§ **Selected excerpt**:

Bamboo bicycles are something of a mystery. Up until a reader mentioned his skepticism about their durability on one of my recent blog posts, I hadn’t given bamboo much thought. Sure, I’d heard of such bikes. But, who other than a hippie would ride one?
Now, I know what you’re thinking: bamboo is an earth-friendly frame material which should be given consideration. I agree. There are good things about bamboo: it’s a member of the grass family and is abundant on all of the earth’s continents. It’s a renewable resource. It’s plentiful. It’s sturdy. Even so, riding a bamboo bicycle seems odd.
For the fun of it, I spent some time researching bamboo bikes. A few U.S. manufacturers offer bamboo high-end bikes. They are aimed at an upscale market of novelty seeking cyclists. Owning one of these bikes would certainly turn heads. They’re conversation starters. Something about them screams “exotic.”
One well-known manufacturer of bamboo bikes is Calfee Design. They describe their bikes as follows:
“Our frame is made from bamboo that has been smoked and heat treated to prevent splitting. We finish the bamboo frames with satin polyurethane that functions as a vapor seal and allows the owner to maintain the bamboo frame as they would any metal or carbon frame. Lugs are made of hemp fiber.”
Another U.S. company, Renovo Hardwood Bicycles builds wood and bamboo bikes. Their bamboo frames are made a bit differently: the bamboo is laminated. No specifics about this process are available on their website, but the laminated bamboo bikes look like wood. (I’m waiting for this small company to provide information about the laminated bamboo and will update this post as soon as it becomes available.)

§ **Given exercise 1**: Translate this sentence from the text on bamboo bicycles into Spanish: "Our frame is made from bamboo that has been smoked and heat treated to prevent splitting."

§ **Rows**:
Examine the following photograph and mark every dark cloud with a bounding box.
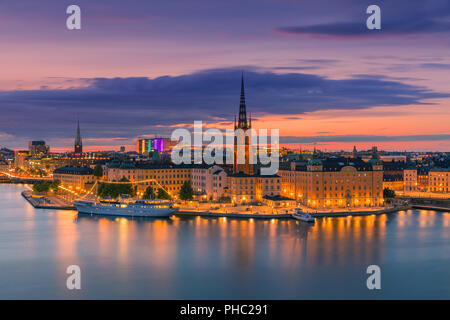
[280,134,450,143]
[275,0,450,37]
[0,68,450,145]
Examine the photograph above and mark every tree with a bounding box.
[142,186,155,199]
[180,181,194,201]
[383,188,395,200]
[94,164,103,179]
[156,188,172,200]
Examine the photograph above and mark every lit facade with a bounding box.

--

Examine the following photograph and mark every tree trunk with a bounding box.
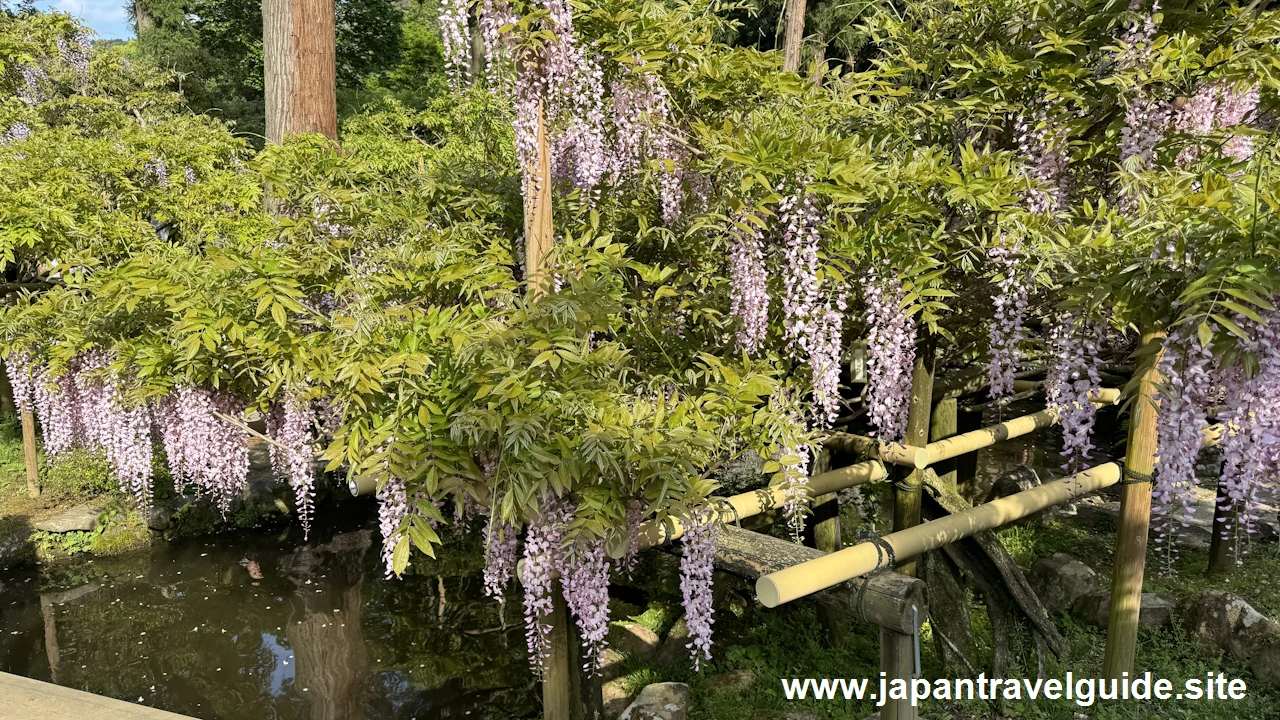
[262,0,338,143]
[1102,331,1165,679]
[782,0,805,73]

§ **Given exercise 2**: Print the part of the rows that opens with the line containing "Examine the following photograph and mark every tree" and closes with the line containing "[782,0,805,73]", keeping every line the same. Leave the pictures out of your answer.

§ **Written reply 1**: Nuestro cuadro está hecho de bambú que ha sido ahumado y tratado con calor para evitar que se agriete.

§ **Written reply 2**:
Examine the following photograph and mark every tree trunk with a bounding box.
[262,0,338,143]
[1102,331,1165,679]
[782,0,805,73]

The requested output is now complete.